**Aim of the task:** Once you find the line that contains "Point to the pink", transcribe it and each line after it through the end of the listing, exactly as written.
◆ ◆ ◆ ◆ ◆
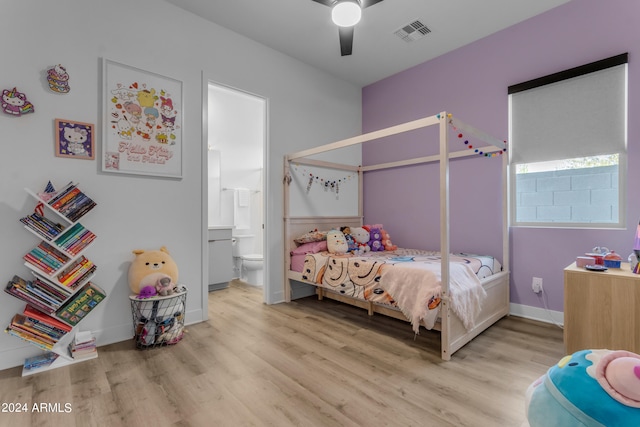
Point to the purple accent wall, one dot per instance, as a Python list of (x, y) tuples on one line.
[(471, 83)]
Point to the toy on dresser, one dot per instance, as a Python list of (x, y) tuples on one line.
[(587, 388)]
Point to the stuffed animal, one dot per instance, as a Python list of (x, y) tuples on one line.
[(336, 242), (165, 285), (153, 268), (361, 236), (375, 238), (351, 242), (587, 388), (386, 241)]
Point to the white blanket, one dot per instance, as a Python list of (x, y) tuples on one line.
[(412, 285)]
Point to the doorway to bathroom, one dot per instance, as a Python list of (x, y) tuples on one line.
[(236, 146)]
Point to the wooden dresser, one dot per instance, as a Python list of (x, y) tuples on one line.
[(601, 309)]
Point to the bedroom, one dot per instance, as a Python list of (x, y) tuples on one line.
[(479, 75)]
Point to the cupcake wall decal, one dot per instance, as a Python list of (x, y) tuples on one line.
[(58, 79)]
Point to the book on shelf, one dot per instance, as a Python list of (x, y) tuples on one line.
[(81, 303), (36, 293), (36, 315), (37, 327), (42, 226), (68, 234), (77, 206), (40, 361), (57, 195), (72, 275), (65, 198), (46, 258)]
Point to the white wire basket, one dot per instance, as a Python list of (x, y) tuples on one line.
[(159, 320)]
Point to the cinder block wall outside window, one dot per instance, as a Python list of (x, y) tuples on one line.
[(574, 195)]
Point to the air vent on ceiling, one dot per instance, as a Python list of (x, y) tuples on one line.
[(412, 31)]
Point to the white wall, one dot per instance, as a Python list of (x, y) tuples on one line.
[(137, 211)]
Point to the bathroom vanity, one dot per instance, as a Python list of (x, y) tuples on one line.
[(220, 257)]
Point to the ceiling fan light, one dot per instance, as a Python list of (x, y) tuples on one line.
[(346, 14)]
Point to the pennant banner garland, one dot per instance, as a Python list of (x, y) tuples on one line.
[(328, 183)]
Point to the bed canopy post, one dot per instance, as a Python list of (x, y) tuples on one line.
[(285, 227), (444, 231)]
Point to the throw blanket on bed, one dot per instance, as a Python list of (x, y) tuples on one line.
[(414, 285)]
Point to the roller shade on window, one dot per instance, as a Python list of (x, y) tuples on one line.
[(576, 113)]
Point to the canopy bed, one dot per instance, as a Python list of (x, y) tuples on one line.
[(469, 292)]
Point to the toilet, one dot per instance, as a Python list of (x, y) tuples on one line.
[(250, 265)]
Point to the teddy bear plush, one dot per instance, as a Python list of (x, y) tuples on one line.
[(375, 238), (336, 242), (155, 269), (587, 388), (361, 236), (386, 241), (352, 246)]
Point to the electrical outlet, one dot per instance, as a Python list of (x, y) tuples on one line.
[(536, 285)]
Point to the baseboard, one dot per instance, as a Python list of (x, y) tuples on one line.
[(537, 313)]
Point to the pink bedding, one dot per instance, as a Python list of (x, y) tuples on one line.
[(406, 278)]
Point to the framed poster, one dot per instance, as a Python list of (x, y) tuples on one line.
[(142, 122), (75, 139)]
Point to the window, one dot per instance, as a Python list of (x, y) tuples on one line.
[(568, 134)]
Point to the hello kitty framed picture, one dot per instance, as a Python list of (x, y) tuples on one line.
[(75, 139), (141, 122)]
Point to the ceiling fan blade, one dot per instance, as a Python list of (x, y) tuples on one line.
[(325, 2), (346, 40), (367, 3)]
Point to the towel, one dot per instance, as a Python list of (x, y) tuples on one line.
[(241, 209), (243, 197)]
◆ ◆ ◆ ◆ ◆
**Finished exercise:**
Point to the pink bedding, one dot per instance, as a Python list of (x, y) tuples on one line.
[(406, 278)]
Point to the framed poster, one dot per instance, as a Python list of (x, y) tuples on one line.
[(142, 122), (75, 139)]
Point to the window, one dot per instance, as a Python list of (x, y) tuples on one line.
[(568, 134)]
Point to the hello kitty framed picture, one dot per instance, as a Python list of (x, y) tuples on one line.
[(75, 139), (141, 122)]
Point to the ceiling fan blade, one dot per instance, as a Python list of (x, y) tuples on one line.
[(325, 2), (346, 40), (367, 3)]
Point to the towel, one dot per instance, as a Python list of (x, y) tuples on one line.
[(241, 209), (243, 197)]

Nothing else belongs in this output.